◆ Text shown
◇ ◇ ◇ ◇

Pay Check

Sometimes, tracking your income can be the hardest part of serving the retirement plan market

What’s the most challenging part of serving the retirement plan market? Explaining the Employee Retirement Income Security Act (ERISA) to plan sponsors? Educating 401(k) plan participants on the finer points of asset allocation?

How about figuring out whether you were paid correctly last month?

Never miss a story — sign up for PLANADVISER newsletters to keep up on the latest retirement plan adviser news.

“If you’re an adviser in the retirement space, it can be very difficult to find a broker/dealer who supports your business, understands how you get paid, and can help you track your pay,” laments Dorann Cafaro of The Cafaro Group, a member firm of National Retirement Partners. Located in Little Silver, New Jersey, her practice advises about 150 retirement plans. “Most of us [advisers] spend hours and hours creating spreadsheets and feeding in our expected revenue from each and every piece of our business,” Cafaro says.

The source of Cafaro’s frustration is the methodology by which most advisers to retirement plans still are paid: commissions on the mutual funds those plans offer to plan participants, typically paid out from the 12b-1 fees fund companies charge to cover marketing expenses and commissions to brokers. Commissions can vary from fund family to fund family, from fund to fund within a fund family, and even from one class of shares to the next for the same fund.

“Say you have a plan with 10 mutual funds from five fund families,” says Jeff Croke, senior project manager in the product development group at MFS Retirement Services, a fund company and recordkeeper. “Each fund family may have different share classes. Their funds may have an up-front commission, an immediate trail commission, a delayed trail commission, or—if they are from a no-load fund family—they may have no commission at all. There are also timing issues. Some fund companies pay commissions on a monthly basis, some on a quarterly basis, and some pay on a noncalendar quarterly basis. As a result, advisers must deal with an influx of commission payments coming in at various times during the year, and that can result in confusion about what you’re getting paid and whether it is the right amount. The more successful your practice-the more funds, providers, and plans you work with-the more that must be tracked.”

The problem is compounded, Cafaro says, by the way those commissions get routed to the adviser. Typically, each fund company will remit its payment to the adviser’s broker/dealer for all the plans in which its funds are represented, with no accounting for how much revenue is attributable to each individual plan. The broker/dealer then passes that lump sum along to the adviser. “I have to go back and calculate what I thought I was going to get paid and hope I’m somewhere in the ballpark,” Cafaro says, noting that it is not uncommon for the two sets of numbers to differ by 5% or more. Making a precise comparison is difficult because commissions are paid out based on a weighted daily average of assets in the plan during the pay period, as opposed to a simple period-end figure.

◇ ◇ ◇ ◇

[Region labeling data]

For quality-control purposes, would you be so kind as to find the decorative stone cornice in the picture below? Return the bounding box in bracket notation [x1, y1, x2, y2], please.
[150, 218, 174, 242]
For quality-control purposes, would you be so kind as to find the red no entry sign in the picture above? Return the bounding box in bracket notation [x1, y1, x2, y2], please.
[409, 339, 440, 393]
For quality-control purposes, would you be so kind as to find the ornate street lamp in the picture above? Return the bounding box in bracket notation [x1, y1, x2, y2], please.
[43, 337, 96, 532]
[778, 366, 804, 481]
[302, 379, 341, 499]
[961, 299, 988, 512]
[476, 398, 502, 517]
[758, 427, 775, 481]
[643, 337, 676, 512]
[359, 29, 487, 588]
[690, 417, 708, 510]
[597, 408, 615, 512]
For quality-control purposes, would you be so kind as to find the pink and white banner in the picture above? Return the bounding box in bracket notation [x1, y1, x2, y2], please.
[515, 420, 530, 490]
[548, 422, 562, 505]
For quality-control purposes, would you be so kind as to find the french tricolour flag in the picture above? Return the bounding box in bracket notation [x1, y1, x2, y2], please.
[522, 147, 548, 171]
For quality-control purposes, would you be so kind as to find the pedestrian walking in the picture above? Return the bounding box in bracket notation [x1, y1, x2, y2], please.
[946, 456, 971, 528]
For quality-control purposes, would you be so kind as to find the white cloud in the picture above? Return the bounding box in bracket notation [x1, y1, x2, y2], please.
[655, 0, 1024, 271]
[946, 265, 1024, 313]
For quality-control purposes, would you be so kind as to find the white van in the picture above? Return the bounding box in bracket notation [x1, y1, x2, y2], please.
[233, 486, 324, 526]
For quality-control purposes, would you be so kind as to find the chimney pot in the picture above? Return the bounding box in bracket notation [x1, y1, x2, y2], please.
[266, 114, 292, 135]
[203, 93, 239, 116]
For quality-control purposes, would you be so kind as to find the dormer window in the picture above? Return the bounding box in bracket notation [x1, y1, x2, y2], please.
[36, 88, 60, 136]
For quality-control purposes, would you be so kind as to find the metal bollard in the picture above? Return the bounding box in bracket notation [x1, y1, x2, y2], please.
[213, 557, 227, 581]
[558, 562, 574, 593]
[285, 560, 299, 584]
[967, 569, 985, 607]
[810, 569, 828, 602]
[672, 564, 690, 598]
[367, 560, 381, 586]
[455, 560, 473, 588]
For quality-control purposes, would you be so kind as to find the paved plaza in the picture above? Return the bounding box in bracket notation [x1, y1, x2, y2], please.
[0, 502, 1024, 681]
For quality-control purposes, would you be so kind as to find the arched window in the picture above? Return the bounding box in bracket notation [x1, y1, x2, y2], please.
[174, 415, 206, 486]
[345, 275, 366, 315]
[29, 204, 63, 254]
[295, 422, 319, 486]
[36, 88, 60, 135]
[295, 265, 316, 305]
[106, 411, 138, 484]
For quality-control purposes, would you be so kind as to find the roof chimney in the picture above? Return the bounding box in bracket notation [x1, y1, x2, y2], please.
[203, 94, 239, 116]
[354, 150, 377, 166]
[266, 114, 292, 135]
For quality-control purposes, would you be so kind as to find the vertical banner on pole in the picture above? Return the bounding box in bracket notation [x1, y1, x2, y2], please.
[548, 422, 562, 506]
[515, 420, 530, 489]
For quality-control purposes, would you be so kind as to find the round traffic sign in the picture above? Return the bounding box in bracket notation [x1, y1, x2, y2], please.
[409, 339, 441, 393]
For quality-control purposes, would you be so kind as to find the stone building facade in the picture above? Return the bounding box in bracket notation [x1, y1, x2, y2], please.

◇ ◇ ◇ ◇

◆ Work instructions
[a] In the article on adviser pay, which kinds of commission does Jeff Croke say a fund may have? List them.
[b] Reproduce the passage of the article on adviser pay from "Sometimes, tracking your" to "correctly last month?".

◆ Task solutions
[a]
- An up-front commission
- An immediate trail commission
- A delayed trail commission

[b]
Sometimes, tracking your income can be the hardest part of serving the retirement plan market

What’s the most challenging part of serving the retirement plan market? Explaining the Employee Retirement Income Security Act (ERISA) to plan sponsors? Educating 401(k) plan participants on the finer points of asset allocation?

How about figuring out whether you were paid correctly last month?